▶ **EXCERPTED TEXT**:
>> Start

Re: when is a disk non-fresh?

2008-02-10 Thread David Greaves
Dexter Filmore wrote:
 On Friday 08 February 2008 00:22:36 Neil Brown wrote:
 On Thursday February 7, [EMAIL PROTECTED] wrote:
 On Tuesday 05 February 2008 03:02:00 Neil Brown wrote:
 On Monday February 4, [EMAIL PROTECTED] wrote:
 Seems the other topic wasn't quite clear...
 not necessarily.  sometimes it helps to repeat your question.  there
 is a lot of noise on the internet and somethings important things get
 missed... :-)

 Occasionally a disk is kicked for being non-fresh - what does this
 mean and what causes it?
 The 'event' count is too small.
 Every event that happens on an array causes the event count to be
 incremented.
 An 'event' here is any atomic action? Like write byte there or calc
 XOR?
 An 'event' is
- switch from clean to dirty
- switch from dirty to clean
- a device fails
- a spare finishes recovery
 things like that.
 
 Is there a glossary that explains dirty and such in detail?

Not yet.

http://linux-raid.osdl.org/index.php?title=Glossary

David
-
To unsubscribe from this list: send the line unsubscribe linux-raid in
the body of a message to [EMAIL PROTECTED]
More majordomo info at  http://vger.kernel.org/majordomo-info.html


Re: when is a disk non-fresh?

>> End

▶ **Recorded data**:
>> Start

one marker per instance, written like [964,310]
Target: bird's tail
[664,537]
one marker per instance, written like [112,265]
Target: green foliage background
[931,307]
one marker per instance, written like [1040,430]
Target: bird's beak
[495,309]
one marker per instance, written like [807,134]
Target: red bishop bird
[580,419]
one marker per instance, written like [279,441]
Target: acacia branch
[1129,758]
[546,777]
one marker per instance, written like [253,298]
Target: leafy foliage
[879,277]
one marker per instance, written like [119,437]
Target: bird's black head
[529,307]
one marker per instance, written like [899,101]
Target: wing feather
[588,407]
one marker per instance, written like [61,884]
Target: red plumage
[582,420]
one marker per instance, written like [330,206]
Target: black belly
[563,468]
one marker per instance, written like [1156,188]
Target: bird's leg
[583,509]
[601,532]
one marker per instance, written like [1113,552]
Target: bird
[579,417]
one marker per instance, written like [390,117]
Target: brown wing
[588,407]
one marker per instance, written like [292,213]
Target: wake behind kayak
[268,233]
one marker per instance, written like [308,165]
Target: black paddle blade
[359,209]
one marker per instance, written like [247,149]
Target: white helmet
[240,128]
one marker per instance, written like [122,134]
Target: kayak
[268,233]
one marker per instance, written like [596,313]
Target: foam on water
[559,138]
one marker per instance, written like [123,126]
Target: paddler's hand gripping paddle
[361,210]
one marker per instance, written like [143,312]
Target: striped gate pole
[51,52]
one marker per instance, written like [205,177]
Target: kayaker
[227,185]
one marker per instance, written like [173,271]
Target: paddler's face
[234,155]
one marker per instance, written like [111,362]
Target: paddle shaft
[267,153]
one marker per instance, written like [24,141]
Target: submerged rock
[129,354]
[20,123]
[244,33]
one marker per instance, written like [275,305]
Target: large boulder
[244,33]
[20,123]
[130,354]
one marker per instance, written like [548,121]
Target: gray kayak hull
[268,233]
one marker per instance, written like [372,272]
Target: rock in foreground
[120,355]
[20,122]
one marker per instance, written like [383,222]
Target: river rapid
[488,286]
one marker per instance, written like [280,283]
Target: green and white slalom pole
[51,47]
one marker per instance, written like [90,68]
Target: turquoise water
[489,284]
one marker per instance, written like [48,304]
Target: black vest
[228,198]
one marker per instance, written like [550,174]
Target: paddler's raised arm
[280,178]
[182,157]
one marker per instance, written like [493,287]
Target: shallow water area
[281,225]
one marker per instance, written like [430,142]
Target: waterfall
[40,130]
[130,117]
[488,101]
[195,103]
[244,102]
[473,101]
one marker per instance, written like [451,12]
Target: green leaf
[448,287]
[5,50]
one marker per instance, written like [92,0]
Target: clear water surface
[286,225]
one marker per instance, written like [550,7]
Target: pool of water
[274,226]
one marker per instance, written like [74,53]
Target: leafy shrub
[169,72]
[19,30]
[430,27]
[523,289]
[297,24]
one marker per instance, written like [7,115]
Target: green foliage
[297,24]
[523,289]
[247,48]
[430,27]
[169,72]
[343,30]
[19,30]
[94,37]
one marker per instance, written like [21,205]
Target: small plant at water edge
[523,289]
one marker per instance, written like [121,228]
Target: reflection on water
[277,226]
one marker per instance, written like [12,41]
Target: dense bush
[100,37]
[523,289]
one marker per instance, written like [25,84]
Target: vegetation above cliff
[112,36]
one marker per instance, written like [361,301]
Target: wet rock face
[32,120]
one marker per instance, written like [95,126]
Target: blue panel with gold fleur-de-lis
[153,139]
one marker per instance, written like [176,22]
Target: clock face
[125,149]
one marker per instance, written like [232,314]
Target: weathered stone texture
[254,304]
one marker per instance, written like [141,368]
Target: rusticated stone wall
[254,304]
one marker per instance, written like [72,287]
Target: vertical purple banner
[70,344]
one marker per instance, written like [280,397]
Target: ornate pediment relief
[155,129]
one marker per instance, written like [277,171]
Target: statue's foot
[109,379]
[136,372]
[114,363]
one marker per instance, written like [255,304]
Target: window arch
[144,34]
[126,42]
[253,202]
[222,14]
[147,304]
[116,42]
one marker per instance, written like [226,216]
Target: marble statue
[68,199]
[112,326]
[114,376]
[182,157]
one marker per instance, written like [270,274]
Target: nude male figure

>> End

▶ **EXERCISE REQUIREMENTS**:
1) Answer these questions about the thread on non-fresh disks:
(a) What does the thread say is too small when a disk is kicked for being non-fresh?
(b) What is the reply when someone asks whether a glossary explains "dirty" and similar terms in detail?
(c) To which list does the unsubscribe line in the footer refer?
2) Carry on the thread on non-fresh disks from the point where it stops.
The records need not be consulted.

▶ **ANSWERS FOR THIS EXERCISE**:
1)
(a) The 'event' count.
(b) Not yet.
(c) linux-raid.

2)
2008-02-08 Thread Dexter Filmore
On Friday 08 February 2008 00:22:36 Neil Brown wrote:
 On Thursday February 7, [EMAIL PROTECTED] wrote:
  On Tuesday 05 February 2008 03:02:00 Neil Brown wrote:
   On Monday February 4, [EMAIL PROTECTED] wrote:
Seems the other topic wasn't quite clear...
  
   not necessarily.  sometimes it helps to repeat your question.  there
   is a lot of noise on the internet and somethings important things get
   missed... :-)
  
Occasionally a disk is kicked for being non-fresh - what does this
mean and what causes it?
  
   The 'event' count is too small.
   Every event that happens on an array causes the event count to be
   incremented.
 
  An 'event' here is any atomic action? Like write byte there or calc
  XOR?

 An 'event' is
- switch from clean to dirty
- switch from dirty to clean
- a device fails
- a spare finishes recovery
 things like that.

Is there a glossary that explains dirty and such in detail?


   If the event counts on different devices differ by more than 1, then
   the smaller number is 'non-fresh'.
  
   You need to look to the kernel logs of when the array was previously
   shut down to figure out why it is now non-fresh.
 
  The kernel logs show absolutely nothing. Log's fine, next time I boot up,
  one disk is kicked, I got no clue why, badblocks is fine, smartctl is
  fine, selft test fine, dmesg and /var/log/messages show nothing apart
  from that news that the disk was kicked and mdadm -E doesn't say anything
  suspicious either.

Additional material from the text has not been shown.